◆ Source records ◆
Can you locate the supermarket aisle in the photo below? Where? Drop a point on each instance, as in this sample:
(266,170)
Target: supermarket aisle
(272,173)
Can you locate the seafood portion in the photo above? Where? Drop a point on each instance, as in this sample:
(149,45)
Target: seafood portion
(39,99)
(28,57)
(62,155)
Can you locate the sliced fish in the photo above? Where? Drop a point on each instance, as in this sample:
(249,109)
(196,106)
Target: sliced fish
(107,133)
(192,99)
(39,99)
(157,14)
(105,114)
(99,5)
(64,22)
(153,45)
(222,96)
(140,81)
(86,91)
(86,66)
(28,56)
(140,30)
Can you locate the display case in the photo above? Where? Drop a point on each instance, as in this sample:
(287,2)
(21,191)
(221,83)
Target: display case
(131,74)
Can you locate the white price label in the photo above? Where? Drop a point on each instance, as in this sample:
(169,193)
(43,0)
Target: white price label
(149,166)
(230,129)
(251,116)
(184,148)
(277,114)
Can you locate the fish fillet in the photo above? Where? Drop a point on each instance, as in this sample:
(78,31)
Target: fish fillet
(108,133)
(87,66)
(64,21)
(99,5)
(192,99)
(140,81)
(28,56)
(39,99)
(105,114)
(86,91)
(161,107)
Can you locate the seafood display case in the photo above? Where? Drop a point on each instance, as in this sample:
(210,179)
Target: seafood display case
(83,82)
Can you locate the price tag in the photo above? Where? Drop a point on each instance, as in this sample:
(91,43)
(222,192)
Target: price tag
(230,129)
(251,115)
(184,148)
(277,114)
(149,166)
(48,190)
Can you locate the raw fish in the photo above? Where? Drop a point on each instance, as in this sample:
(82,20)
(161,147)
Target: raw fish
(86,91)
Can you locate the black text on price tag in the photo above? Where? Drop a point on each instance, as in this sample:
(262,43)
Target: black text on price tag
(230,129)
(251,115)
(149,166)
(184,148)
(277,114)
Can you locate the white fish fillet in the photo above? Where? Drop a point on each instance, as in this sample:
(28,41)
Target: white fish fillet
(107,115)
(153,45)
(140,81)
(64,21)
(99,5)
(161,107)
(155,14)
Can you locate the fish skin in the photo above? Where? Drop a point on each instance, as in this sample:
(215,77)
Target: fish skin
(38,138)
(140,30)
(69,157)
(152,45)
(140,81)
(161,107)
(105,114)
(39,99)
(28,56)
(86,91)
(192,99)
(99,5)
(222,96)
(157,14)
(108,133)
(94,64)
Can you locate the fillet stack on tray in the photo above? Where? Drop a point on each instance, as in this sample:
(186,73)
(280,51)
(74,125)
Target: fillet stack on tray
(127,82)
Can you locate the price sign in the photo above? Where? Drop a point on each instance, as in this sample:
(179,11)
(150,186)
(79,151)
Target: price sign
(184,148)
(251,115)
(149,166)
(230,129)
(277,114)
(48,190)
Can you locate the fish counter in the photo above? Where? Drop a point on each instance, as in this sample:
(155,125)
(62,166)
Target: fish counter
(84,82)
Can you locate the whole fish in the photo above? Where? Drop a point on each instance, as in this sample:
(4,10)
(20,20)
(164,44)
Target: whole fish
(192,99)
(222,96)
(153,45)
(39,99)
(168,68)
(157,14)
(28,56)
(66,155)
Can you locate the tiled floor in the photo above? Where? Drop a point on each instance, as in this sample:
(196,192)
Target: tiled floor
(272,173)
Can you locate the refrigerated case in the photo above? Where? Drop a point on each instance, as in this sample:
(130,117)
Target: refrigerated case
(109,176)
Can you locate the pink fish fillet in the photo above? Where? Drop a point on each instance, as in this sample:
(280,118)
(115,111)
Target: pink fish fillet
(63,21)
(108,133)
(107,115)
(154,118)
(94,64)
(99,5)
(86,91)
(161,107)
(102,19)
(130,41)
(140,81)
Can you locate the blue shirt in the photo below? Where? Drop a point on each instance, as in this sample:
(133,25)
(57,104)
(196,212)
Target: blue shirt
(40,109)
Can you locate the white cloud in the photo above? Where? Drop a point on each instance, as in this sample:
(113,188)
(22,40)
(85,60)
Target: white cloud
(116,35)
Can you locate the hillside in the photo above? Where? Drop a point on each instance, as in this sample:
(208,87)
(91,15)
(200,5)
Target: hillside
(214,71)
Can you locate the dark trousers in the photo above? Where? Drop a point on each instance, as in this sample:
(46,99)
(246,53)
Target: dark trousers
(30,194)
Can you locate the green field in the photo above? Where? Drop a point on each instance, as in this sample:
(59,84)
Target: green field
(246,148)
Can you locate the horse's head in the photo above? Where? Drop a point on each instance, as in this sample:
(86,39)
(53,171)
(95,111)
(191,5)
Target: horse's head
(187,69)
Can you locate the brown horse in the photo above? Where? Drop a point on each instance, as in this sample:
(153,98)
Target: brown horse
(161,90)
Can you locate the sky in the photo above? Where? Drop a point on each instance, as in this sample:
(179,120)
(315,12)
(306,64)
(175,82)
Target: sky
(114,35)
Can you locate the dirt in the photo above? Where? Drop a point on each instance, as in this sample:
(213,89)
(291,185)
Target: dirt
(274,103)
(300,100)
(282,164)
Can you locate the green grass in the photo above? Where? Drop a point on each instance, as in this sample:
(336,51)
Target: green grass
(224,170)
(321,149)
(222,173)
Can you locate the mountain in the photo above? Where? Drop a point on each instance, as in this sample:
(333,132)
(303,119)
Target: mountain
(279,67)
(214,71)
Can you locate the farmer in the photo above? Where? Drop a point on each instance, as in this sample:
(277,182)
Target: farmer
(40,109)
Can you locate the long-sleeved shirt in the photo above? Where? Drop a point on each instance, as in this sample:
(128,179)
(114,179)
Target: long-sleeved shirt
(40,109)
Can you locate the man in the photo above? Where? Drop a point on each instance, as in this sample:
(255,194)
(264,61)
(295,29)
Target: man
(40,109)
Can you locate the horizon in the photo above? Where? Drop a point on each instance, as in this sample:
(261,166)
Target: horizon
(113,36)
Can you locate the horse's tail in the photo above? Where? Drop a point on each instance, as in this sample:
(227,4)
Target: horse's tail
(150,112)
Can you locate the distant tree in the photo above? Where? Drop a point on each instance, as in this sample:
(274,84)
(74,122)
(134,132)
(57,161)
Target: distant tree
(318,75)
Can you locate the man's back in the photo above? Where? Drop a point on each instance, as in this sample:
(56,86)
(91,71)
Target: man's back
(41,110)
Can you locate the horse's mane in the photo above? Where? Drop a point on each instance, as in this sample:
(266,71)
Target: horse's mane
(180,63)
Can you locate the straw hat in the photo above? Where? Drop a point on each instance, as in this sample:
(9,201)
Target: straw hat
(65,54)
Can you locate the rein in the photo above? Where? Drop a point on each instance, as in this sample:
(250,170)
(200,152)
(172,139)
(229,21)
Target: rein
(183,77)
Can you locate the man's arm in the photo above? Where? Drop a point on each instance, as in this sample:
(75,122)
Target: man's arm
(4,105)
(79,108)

◆ Work to be completed ◆
The answer should hold the lines from the one containing "Target: sky" through the end of the entries above, set down exactly, with both ends included.

◆ Solution for this task ◆
Target: sky
(114,35)
Can you locate the dirt in the photo above? Where? Drop a point on each instance, as in this sample:
(213,89)
(291,185)
Target: dirt
(274,103)
(300,100)
(282,164)
Can you locate the green grass in the photo above? Where? Drop a point on each instance, as in this sample:
(336,51)
Target: green grass
(224,170)
(321,149)
(222,173)
Can you locate the mountain in the photo above? Where? Drop a point on each instance, as in this sample:
(333,132)
(303,119)
Target: mountain
(279,67)
(214,71)
Can you locate the farmer in the photo above? Where? Drop a point on each instance, as in this sample:
(277,182)
Target: farmer
(40,109)
Can you locate the long-sleeved shirt in the photo above? Where? Drop a point on each instance, as in this sample:
(128,179)
(114,179)
Target: long-sleeved shirt
(40,109)
Can you locate the man in the photo above? Where? Drop a point on each instance, as in this sample:
(255,194)
(264,61)
(295,29)
Target: man
(40,109)
Can you locate the horizon in the photo above? Where? Drop a point on each instance, as in this sample:
(261,166)
Target: horizon
(113,36)
Can you locate the horse's tail in the photo above? Where? Drop a point on each instance, as in this sample:
(227,4)
Target: horse's tail
(150,112)
Can you locate the distant tree in the photo above? Where? Drop a point on each instance, as in this sample:
(274,84)
(74,122)
(134,132)
(57,161)
Target: distant tree
(318,75)
Can you locate the man's back in the photo above? Where? Drop a point on each instance, as in this sample:
(56,86)
(91,71)
Target: man's back
(41,110)
Can you locate the horse's mane in the photo above? Where? Drop a point on each instance, as in this sample:
(266,71)
Target: horse's mane
(180,63)
Can you locate the straw hat in the photo above? Where? Drop a point on each instance, as in this sample:
(9,201)
Target: straw hat
(65,54)
Can you locate the rein in the photo above? Where? Drop a point on each instance, as in this sample:
(250,170)
(200,152)
(172,139)
(229,21)
Target: rein
(183,77)
Can you locate the man's arm in the photo above? Where? Drop a point on each instance, as in this sample:
(75,122)
Target: man's arm
(4,105)
(79,108)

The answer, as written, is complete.